Records of labeled boxes:
## START

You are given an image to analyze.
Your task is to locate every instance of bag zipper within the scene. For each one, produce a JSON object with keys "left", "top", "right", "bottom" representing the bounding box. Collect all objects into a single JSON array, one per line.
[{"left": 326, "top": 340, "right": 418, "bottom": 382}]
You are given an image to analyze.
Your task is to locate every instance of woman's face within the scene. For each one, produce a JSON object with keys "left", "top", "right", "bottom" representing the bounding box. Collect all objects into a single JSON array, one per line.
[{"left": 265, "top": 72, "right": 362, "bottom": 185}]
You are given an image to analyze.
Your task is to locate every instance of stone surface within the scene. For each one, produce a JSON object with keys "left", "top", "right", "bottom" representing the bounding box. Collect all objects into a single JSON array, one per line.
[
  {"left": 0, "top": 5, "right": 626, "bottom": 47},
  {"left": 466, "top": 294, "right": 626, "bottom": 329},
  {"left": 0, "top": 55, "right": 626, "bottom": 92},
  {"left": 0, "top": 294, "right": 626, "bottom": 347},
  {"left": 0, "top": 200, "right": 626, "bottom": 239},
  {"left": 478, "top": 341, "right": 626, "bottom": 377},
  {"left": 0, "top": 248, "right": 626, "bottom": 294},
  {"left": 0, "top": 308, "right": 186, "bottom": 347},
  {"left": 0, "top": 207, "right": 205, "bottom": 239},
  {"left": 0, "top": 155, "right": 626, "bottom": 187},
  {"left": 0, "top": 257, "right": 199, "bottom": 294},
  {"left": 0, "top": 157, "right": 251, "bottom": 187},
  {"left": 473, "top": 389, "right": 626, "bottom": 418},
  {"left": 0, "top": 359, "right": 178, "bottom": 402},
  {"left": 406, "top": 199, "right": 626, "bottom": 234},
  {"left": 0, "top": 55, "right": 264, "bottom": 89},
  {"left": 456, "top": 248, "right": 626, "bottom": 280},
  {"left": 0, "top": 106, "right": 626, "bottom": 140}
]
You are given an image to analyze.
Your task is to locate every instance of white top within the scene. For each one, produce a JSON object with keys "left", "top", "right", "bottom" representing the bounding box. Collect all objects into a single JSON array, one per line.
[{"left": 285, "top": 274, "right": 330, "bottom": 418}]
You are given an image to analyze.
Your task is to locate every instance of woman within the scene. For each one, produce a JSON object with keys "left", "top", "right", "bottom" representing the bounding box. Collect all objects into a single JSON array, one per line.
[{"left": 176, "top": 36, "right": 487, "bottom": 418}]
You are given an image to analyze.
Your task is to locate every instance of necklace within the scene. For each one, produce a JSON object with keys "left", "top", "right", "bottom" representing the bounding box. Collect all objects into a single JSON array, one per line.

## END

→ **Objective**: Find every line in the rows above that contains the string "JSON", with case counting, and copy each of those lines in full.

→ **Exercise result**:
Your task is to locate every instance of bag zipper within the scene. For each one, produce a JSON object with keys "left", "top", "right", "bottom" representing the bounding box. Collect all objects into a single JSON array, one per line.
Your task is to locate every instance of woman's face within the scene. For each one, produce a JSON object with keys "left", "top", "right", "bottom" representing the bounding box. Collect all objects into a single JSON array, one per line.
Your task is to locate every instance of stone surface within the scene. For each one, produce a JSON object with keys "left", "top", "right", "bottom" representing the bounding box. Collect all objects into a single JSON array, one per line.
Your task is to locate every instance of white top within the scene. For each one, produce a JSON object with keys "left", "top", "right", "bottom" representing the bounding box. Collect all objects into a single JSON array, one per line.
Your task is to locate every instance of woman within the scene. For each one, produce a JSON object with keys "left", "top", "right", "bottom" representing the bounding box. Collect all objects into a single JSON array, one per line.
Your task is to locate every instance of necklace within the scene. For each one, produce a JSON object with keys "left", "top", "right", "bottom" representing the bounding box. Collect all objects into a single JSON array, one per line.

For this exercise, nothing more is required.